Data in this exercise:

☆ ☆ ☆ ☆ ☆ ☆ ☆

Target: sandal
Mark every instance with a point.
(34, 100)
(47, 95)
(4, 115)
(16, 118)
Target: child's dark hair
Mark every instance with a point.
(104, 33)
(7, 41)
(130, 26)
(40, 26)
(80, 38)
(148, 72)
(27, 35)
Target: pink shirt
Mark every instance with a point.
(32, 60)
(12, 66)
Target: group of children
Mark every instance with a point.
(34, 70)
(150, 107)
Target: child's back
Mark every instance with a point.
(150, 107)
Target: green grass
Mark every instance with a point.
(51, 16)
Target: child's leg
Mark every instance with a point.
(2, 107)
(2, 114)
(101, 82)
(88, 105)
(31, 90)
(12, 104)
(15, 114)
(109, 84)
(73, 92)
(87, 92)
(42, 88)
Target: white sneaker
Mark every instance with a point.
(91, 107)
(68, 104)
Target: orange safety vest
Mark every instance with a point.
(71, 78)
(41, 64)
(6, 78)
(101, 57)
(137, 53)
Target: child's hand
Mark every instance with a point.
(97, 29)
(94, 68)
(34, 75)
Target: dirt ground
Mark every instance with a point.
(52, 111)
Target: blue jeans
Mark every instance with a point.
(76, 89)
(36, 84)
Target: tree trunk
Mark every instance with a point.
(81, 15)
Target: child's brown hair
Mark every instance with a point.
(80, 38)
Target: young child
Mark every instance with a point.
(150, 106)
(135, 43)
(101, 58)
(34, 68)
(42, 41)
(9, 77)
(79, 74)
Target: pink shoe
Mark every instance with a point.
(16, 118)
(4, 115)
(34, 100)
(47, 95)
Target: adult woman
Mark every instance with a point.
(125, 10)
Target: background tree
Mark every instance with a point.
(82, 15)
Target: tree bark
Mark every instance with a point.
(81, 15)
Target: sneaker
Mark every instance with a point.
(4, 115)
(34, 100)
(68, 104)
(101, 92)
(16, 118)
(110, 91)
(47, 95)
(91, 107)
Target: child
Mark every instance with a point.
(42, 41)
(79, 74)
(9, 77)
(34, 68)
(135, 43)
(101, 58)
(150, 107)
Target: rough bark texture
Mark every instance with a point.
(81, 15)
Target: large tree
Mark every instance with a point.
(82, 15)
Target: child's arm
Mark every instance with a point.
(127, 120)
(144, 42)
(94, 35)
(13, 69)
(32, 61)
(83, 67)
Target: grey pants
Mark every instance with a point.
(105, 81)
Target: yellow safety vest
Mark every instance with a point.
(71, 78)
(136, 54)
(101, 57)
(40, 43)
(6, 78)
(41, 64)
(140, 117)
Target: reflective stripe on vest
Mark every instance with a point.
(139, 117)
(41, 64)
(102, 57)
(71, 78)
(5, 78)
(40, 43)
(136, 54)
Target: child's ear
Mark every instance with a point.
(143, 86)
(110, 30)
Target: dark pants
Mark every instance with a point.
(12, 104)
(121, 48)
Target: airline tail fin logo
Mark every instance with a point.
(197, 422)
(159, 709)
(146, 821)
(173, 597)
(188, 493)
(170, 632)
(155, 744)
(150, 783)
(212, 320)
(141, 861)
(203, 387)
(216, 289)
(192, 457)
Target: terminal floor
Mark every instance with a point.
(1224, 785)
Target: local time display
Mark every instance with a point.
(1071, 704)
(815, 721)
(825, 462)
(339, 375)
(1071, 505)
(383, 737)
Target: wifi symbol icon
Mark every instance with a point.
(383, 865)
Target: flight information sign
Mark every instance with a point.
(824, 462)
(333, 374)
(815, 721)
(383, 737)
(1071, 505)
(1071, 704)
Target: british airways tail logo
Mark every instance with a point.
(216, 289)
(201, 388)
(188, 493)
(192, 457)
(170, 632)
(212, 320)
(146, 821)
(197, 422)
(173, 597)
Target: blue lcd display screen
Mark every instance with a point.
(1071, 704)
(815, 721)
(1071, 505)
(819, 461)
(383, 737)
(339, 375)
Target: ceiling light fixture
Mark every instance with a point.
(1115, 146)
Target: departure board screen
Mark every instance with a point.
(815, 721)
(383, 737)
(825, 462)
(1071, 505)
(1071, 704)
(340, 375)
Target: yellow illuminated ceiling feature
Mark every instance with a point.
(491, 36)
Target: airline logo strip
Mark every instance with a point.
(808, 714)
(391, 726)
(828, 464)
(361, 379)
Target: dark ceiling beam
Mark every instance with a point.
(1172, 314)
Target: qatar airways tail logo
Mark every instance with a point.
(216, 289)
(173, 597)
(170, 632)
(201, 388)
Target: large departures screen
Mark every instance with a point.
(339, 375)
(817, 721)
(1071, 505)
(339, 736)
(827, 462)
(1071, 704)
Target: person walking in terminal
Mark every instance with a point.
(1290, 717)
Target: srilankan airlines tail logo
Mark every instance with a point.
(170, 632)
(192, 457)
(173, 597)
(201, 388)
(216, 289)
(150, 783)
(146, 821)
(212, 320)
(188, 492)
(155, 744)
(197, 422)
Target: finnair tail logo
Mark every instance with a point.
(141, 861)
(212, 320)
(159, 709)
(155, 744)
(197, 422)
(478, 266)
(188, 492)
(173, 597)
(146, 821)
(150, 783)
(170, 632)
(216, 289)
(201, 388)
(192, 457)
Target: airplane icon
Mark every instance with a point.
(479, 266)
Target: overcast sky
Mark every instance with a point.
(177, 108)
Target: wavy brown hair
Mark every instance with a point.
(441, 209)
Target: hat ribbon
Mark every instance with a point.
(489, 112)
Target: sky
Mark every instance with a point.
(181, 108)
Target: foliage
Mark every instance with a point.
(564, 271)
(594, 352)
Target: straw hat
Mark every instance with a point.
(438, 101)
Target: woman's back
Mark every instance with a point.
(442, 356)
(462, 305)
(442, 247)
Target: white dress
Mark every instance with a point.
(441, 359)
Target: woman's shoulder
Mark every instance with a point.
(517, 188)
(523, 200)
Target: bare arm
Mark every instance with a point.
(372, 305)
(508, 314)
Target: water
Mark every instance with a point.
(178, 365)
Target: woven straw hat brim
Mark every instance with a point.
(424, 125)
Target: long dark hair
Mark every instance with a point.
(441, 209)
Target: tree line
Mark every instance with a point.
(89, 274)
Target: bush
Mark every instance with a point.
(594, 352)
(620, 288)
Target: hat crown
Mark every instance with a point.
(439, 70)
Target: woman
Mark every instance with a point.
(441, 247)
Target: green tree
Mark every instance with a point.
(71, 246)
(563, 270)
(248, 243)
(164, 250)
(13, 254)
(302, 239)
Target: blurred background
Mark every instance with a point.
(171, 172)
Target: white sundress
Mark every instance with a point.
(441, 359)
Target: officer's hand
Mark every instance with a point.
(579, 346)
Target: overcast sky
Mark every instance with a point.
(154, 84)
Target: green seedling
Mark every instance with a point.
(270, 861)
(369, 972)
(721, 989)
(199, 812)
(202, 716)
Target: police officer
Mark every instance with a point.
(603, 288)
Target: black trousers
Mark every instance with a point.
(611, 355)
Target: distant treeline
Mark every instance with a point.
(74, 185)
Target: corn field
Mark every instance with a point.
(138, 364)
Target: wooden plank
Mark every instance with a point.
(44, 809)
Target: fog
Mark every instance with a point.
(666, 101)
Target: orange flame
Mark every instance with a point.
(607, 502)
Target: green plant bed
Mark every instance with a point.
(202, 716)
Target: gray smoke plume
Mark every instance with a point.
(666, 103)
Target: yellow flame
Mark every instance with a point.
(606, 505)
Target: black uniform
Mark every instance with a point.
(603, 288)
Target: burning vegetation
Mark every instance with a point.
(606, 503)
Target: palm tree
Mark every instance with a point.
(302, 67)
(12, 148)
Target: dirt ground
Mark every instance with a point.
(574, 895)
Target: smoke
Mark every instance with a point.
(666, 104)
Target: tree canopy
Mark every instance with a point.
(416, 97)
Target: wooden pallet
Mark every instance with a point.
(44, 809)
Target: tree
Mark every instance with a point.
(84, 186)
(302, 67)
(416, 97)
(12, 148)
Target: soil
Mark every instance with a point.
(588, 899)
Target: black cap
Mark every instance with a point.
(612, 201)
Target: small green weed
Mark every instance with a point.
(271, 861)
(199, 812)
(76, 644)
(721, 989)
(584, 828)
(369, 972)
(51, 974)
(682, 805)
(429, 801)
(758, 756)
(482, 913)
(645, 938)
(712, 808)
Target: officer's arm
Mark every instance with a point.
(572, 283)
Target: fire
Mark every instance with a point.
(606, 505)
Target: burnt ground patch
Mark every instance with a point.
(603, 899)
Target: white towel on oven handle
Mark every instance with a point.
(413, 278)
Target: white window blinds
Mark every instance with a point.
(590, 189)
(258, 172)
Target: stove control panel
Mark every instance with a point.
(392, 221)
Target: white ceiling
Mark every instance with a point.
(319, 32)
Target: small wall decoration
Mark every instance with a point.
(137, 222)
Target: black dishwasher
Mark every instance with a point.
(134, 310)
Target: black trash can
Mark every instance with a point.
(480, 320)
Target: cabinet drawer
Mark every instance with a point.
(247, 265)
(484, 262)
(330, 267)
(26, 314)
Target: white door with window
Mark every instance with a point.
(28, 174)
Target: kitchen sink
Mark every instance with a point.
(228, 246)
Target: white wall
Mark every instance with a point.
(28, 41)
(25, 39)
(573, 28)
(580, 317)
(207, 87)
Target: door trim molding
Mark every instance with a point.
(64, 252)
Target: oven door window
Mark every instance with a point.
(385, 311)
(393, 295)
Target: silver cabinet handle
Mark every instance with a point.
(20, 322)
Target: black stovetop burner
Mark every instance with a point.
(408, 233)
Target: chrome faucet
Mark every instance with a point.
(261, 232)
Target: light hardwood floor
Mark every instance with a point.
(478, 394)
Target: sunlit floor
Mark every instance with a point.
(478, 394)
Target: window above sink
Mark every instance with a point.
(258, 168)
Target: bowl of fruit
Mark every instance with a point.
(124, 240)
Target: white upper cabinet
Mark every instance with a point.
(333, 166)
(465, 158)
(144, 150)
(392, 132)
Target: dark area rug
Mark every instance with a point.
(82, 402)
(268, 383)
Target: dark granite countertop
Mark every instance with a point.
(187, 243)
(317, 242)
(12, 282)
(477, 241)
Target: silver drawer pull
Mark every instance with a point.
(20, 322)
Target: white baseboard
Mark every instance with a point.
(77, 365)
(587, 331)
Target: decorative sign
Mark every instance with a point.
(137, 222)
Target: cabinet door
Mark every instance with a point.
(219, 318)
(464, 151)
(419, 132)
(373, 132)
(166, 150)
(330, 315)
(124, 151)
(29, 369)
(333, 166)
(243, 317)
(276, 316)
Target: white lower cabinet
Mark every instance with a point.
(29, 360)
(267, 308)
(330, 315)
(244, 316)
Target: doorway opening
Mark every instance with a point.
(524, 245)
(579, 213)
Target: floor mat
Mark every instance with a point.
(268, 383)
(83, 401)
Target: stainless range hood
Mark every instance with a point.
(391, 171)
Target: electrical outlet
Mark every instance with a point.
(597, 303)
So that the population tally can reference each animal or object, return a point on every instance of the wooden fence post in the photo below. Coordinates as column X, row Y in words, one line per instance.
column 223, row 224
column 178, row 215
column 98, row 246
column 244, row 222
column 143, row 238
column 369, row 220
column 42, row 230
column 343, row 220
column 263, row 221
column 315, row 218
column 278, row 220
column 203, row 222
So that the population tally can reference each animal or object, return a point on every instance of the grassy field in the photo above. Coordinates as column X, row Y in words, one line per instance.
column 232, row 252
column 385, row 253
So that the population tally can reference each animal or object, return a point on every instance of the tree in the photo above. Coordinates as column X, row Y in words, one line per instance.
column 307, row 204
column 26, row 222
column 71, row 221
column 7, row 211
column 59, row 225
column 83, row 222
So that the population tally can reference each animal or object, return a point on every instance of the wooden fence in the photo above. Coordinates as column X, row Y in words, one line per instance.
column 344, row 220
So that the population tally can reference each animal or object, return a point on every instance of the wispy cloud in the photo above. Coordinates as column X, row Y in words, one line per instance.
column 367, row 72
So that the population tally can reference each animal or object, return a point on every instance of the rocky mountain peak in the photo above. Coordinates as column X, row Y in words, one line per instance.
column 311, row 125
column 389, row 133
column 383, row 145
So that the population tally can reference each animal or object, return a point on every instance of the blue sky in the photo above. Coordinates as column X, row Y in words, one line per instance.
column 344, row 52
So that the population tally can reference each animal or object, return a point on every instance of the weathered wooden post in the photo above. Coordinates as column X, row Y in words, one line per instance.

☆ ☆ ☆ ☆ ☆ ☆ ☆

Work task:
Only the lines from the opening of the material through the line with "Target: pink shoe" should be echoed, exactly as written.

Result for this task:
Target: sandal
Mark every instance with a point.
(34, 100)
(47, 95)
(4, 115)
(16, 118)
Target: child's dark hair
Mark every instance with a point.
(104, 33)
(7, 41)
(130, 26)
(40, 26)
(80, 38)
(148, 72)
(27, 35)
Target: pink shirt
Mark every instance with a point.
(32, 60)
(12, 66)
Target: group of children
Mark every instance with a point.
(34, 70)
(150, 107)
Target: child's back
Mark every instance with a point.
(150, 107)
Target: green grass
Mark every instance with a point.
(51, 16)
Target: child's leg
Mark every instance with a point.
(2, 107)
(2, 114)
(101, 82)
(88, 105)
(31, 90)
(12, 104)
(15, 114)
(109, 84)
(73, 92)
(87, 92)
(42, 88)
Target: white sneaker
Mark every instance with a point.
(91, 107)
(68, 104)
Target: orange safety vest
Mark every instance with a point.
(71, 78)
(41, 64)
(6, 78)
(101, 57)
(137, 53)
Target: child's hand
Mark every instance with a point.
(97, 29)
(94, 68)
(34, 75)
Target: dirt ground
Mark every instance with a point.
(52, 111)
Target: blue jeans
Mark every instance with a point.
(76, 89)
(36, 84)
Target: tree trunk
Mark every instance with a point.
(81, 15)
Target: child's brown hair
Mark every instance with a point.
(80, 38)
Target: young child
Mark every instance with a point.
(150, 106)
(135, 43)
(101, 58)
(34, 68)
(42, 41)
(9, 77)
(79, 74)
Target: pink shoe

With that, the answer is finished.